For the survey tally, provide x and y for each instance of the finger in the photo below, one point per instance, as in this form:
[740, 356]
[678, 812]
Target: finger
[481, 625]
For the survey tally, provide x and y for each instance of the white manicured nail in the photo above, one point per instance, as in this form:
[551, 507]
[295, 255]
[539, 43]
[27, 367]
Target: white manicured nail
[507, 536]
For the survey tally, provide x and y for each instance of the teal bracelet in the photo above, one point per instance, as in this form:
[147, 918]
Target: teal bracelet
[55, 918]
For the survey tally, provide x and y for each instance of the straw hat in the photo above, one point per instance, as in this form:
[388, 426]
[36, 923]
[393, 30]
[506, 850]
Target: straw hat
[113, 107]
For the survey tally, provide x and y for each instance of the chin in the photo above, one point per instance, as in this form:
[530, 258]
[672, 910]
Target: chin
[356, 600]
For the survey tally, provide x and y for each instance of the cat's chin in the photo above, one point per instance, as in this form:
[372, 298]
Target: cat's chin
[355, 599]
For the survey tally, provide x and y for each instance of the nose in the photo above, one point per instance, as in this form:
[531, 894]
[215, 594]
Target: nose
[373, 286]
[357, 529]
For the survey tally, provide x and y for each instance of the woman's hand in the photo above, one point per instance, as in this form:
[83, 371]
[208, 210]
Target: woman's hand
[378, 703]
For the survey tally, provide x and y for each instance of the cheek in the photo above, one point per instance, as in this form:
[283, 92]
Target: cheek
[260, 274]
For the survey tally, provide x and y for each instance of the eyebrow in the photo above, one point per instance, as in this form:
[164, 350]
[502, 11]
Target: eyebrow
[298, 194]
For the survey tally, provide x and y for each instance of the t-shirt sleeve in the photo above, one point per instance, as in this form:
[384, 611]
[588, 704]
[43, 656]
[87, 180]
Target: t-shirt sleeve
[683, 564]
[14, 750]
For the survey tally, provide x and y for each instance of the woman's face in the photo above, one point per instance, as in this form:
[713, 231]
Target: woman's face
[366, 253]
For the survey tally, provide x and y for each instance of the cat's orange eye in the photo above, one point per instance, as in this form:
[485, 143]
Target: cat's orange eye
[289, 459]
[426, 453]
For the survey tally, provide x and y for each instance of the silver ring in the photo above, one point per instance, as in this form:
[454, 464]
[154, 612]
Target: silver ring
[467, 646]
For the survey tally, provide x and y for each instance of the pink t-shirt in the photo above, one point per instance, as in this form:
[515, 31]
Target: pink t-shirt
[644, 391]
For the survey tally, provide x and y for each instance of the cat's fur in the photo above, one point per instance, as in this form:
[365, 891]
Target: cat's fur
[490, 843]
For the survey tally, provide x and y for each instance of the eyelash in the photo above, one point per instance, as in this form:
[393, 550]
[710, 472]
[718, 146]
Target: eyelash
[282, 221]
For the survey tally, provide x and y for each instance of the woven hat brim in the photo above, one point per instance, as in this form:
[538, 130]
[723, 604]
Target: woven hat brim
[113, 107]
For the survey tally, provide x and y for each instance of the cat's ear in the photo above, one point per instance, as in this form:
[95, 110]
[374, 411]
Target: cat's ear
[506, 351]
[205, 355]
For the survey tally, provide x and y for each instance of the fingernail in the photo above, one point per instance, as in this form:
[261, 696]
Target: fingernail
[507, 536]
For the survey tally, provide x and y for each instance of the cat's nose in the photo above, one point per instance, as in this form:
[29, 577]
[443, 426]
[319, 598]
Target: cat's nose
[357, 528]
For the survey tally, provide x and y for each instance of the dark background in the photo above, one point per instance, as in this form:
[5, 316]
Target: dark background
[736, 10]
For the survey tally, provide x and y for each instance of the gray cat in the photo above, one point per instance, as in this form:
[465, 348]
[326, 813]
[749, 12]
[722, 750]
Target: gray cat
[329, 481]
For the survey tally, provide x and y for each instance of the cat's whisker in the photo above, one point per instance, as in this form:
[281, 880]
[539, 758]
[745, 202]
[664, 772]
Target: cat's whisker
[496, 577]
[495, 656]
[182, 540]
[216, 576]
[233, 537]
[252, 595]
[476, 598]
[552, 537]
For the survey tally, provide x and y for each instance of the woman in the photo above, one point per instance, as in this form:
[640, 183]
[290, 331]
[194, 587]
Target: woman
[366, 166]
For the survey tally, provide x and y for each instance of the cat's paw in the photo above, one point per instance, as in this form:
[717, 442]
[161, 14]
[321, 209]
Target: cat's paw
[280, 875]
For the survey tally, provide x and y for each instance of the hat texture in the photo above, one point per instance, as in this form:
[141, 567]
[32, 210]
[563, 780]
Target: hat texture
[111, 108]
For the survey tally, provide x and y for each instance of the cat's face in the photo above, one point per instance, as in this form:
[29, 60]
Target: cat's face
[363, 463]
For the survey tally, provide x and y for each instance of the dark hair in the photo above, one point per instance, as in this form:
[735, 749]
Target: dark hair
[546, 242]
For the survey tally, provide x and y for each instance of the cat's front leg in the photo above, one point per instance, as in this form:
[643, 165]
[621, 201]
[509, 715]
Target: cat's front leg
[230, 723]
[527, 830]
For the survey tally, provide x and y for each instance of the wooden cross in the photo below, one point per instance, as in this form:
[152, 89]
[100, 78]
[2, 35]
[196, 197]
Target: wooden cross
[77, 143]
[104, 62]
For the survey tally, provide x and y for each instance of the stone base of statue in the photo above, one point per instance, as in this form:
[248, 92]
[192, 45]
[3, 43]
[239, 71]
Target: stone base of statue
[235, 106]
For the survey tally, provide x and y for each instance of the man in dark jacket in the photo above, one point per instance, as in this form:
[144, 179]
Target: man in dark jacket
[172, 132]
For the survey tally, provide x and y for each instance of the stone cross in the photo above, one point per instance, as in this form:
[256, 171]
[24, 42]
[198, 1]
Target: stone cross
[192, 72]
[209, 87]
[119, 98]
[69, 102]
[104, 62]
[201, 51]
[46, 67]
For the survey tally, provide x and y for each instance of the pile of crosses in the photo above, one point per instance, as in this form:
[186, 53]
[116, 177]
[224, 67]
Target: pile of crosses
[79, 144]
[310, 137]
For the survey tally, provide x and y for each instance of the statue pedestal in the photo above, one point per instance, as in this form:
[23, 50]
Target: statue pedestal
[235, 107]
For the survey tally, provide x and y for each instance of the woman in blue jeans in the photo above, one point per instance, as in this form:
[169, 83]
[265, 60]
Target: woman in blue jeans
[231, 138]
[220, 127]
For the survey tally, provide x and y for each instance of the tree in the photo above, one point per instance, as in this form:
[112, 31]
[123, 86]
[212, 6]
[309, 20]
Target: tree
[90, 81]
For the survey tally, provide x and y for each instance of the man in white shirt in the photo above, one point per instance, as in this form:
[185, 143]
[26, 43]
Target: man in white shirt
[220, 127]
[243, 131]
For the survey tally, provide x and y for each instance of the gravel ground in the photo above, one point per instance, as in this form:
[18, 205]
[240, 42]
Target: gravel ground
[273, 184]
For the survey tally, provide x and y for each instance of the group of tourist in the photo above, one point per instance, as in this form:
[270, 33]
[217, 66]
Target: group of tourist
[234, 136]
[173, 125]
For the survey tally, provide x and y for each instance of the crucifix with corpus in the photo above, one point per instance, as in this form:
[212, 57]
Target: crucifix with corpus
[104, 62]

■ ■ ■ ■ ■ ■ ■

▶ [Short problem]
Copy out every line from the one containing "of the gravel" through the final line of the items. Keep each request and its sample points unchanged, and add 83 to both coordinates of every answer point.

▶ [Answer for the task]
For the survey tally, provide x and y for each instance of the gravel ground in the photo above, one point per instance, as in this form:
[18, 205]
[240, 42]
Target: gravel ground
[356, 267]
For the survey tally, provide x and y for each instance of the group of tourist in the photo above, one point per instance, as in this form:
[270, 33]
[217, 66]
Target: group of tourist
[317, 219]
[256, 208]
For the survey tally, provide x and y for each instance of the crucifix with corpus in the photo above, one point per instance, as in this form:
[212, 57]
Target: crucifix with corpus
[187, 145]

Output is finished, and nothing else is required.